最近では音楽活動のみならず、映画への出演や評論本の著作などいった活躍も見られるシンガーソングライター、町あかり。音楽的にもカバーアルバムのリリースや、子ども向け番組から派生したアルバム「あかりおねえさんのニコニコ♥へんなうた」など積極的な活動が続いていたのですが、かなり意外な事実として、町あかり単独名義の純然たるオリジナルアルバムとしては2017年の「EXPO町あかり」以来、実に5年ぶりの作品となります。

町あかりといえば、昭和歌謡曲の影響を強く受けたポップミュージックが特徴的でした。今回のアルバムもベースとして昭和歌謡曲からの影響を強く感じさせる点は以前と同様。ただ、それ以上に様々なジャンルの音楽を幅広く取り入れた作風が大きな魅力となっていました。例えば「おもんばかるガンマン」はカントリー、「あたしオートクチュール」はジャジーな作風、軽快なラテン風の「COME BACK TO ME セロトニン」、演歌風の「動物可愛いエレジー」に、タイトル通り浪曲風の「浪曲もぐ吉ものがたり」に小唄風の「廉価版小唄」、軽快なシンセポップの「あなたシンパ~オタクより愛をこめて~」に、「ラーメンは軽犯罪」ではラップすら取り入れています。

これだけバラエティーに富んだ音楽性なゆえに、以前の彼女のような、いかにもな昭和歌謡曲推しな雰囲気はちょっと薄れた印象もあります。もっとも、楽曲の基本的なベースとしてはやはり歌謡曲の要素が強いですし、なによりこの雑食性な音楽こそ、歌謡曲の大きな特徴。そういう意味ではこのアルバムも以前のアルバムと同様、歌謡曲の影響を多分に受けたアルバムであることには間違いありません。

ただ、いかにもな「歌謡曲推し」な要素が後ろに下がったのは、なによりもこの歌謡曲をベースとした雑多な音楽性が、町あかりの音楽としての個性を確立したから、のようにも感じました。要するに、デビュー当初のような、いかにも年齢とギャップがありそうな歌謡曲テイストの音楽を演奏する女の子・・・というイメージを前面に押し出さなくても、もうこういう音楽が町あかりの音楽として、しっかりと確立されたから、わざわざ「歌謡曲からの影響」を強く押し出さなくてもよくなった・・・そんな印象を今回のアルバムでは強く受けました。

→ 出題 1:
記録のうち、文字列「person」を含む行をすべて探し出し、各行を書き写せ。

→ 記録一覧:
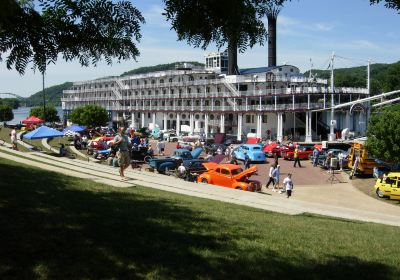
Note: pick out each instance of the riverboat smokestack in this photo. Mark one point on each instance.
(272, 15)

==

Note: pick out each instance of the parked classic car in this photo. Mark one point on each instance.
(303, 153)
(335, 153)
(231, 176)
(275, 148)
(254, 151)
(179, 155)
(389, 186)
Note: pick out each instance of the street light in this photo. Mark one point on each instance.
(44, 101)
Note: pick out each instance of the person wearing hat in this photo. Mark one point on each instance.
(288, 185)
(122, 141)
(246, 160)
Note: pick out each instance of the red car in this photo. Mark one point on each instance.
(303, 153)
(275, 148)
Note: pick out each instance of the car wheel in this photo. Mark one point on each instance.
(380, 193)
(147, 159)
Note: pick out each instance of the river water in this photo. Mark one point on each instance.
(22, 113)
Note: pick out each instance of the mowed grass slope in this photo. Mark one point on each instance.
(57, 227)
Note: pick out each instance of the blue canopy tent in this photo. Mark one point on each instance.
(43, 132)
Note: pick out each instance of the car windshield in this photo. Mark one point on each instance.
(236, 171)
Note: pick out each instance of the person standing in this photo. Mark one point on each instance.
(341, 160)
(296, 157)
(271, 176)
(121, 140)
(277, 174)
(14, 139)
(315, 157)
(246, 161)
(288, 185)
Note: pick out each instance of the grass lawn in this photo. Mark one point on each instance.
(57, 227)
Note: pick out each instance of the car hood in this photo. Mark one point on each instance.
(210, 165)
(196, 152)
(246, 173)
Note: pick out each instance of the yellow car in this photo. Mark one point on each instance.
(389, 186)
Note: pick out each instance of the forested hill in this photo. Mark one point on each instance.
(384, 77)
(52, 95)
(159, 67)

→ 出題 2:
町あかりのアルバム評をもとに、次の問いに答えよ。
(a) 町あかり単独名義の純然たるオリジナルアルバムとして、今回の作品の前作にあたるのはどのアルバムか。
(b) 「おもんばかるガンマン」はどのジャンルの作風とされているか。
(c) 雑食性な音楽は、何の大きな特徴とされているか。

→ 解答例 1:
Note: pick out each instance of the person wearing hat in this photo. Mark one point on each instance.
Note: pick out each instance of the person standing in this photo. Mark one point on each instance.

→ 解答例 2:
(a) 2017年の「EXPO町あかり」
(b) カントリー
(c) 歌謡曲